**TEXTE FOURNI**
________________
Et voici dimanche matin, je tape le blogue sur mon iPad sous un ciel d'un bleu intense traversé d'une belle brise et hanté de quelques mouettes (et de nombreux moustiques), une verre de jus de mangue à côté du coude. Je vous souhaite le même bonheur...

01 août 2018

Les arbres et la forêt

Dans le «Trumpgate», la plupart des analystes examinent à la loupe chacun des arbres et arbrisseaux qui composent une véritable forêt de combines, magouilles et tromperies... et ils cherchent des justifications ou des preuves d'illégalité pour chaque branche, brindille et bourgeon... alors que la fourberie et l'idiotie de l'ensemble crèvent les yeux. Les arbres, comme dit le vieux dicton, leur cachent la forêt.
Il ne s'agit pas de savoir si le Président lui-même a commis quelque peccadille justiciable, mais si (comme le niait un très large consensus à la veille de son élection, y compris dans son propre parti), l'individu Donald Trump avait la compétence et les qualités morales pour prendre la tête d'un grand pays... ou même d'une commission scolaire d'un trou perdu du South Dakota!
Or à cela, la réponse était et demeure NON. Considérez seulement:
- L'individu Donald Trump, depuis son élection, a été pris 3000 fois et plus en flagrant délit de mensonge ou d'ignorance crasse de faits évidents.
________________
**LIGNES**
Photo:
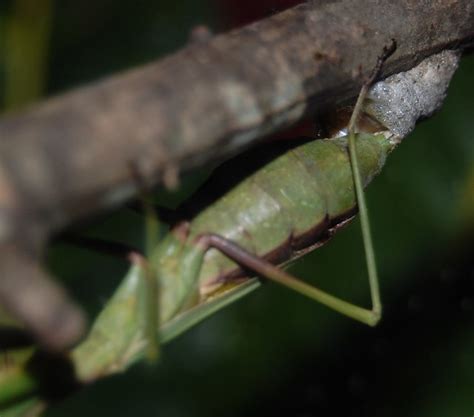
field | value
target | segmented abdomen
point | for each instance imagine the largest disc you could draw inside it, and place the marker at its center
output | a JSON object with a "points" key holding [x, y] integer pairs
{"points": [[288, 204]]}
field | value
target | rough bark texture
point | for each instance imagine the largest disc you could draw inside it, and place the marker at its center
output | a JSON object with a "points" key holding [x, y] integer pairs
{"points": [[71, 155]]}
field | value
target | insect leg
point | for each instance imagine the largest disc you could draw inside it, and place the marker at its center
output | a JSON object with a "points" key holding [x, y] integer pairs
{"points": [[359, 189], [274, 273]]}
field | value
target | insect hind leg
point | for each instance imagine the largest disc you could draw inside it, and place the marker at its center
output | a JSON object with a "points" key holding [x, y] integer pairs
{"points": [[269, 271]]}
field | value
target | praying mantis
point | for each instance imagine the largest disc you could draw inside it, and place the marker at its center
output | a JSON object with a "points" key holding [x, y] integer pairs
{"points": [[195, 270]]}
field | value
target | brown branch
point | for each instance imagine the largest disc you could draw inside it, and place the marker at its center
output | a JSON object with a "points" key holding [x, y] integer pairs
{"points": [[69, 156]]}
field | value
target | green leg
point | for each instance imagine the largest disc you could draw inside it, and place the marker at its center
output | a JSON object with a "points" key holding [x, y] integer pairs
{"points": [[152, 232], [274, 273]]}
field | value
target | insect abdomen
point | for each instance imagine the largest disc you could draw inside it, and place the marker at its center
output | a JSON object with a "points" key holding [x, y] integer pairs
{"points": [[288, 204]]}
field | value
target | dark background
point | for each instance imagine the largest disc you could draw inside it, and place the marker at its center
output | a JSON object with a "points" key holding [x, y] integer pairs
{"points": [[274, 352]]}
________________
**TRAVAIL À FAIRE**
A. Résumez en deux phrases le paragraphe du texte fourni qui commence par « Dans le “Trumpgate” », sans perdre ses idées principales.
B. Répondez, s'il vous plaît, à ces questions sur le texte fourni en reprenant les mêmes repères :
(i) Sur quel appareil le blogue est-il tapé ?
(ii) Quelle date figure juste avant le titre « Les arbres et la forêt » ?
(iii) Depuis son élection, combien de fois Donald Trump a-t-il été pris en flagrant délit de mensonge ou d'ignorance crasse de faits évidents ?

**RÉPONSES RÉDIGÉES**
A. Dans le « Trumpgate », la plupart des analystes scrutent un à un les éléments d'un vaste ensemble de combines, de magouilles et de tromperies, et ils y cherchent des justifications ou des preuves d'illégalité. Pourtant, la fourberie et l'idiotie de l'ensemble sautent aux yeux : les arbres leur cachent la forêt.

B.
(i) Sur un iPad.
(ii) Le 1er août 2018.
(iii) 3000 fois et plus.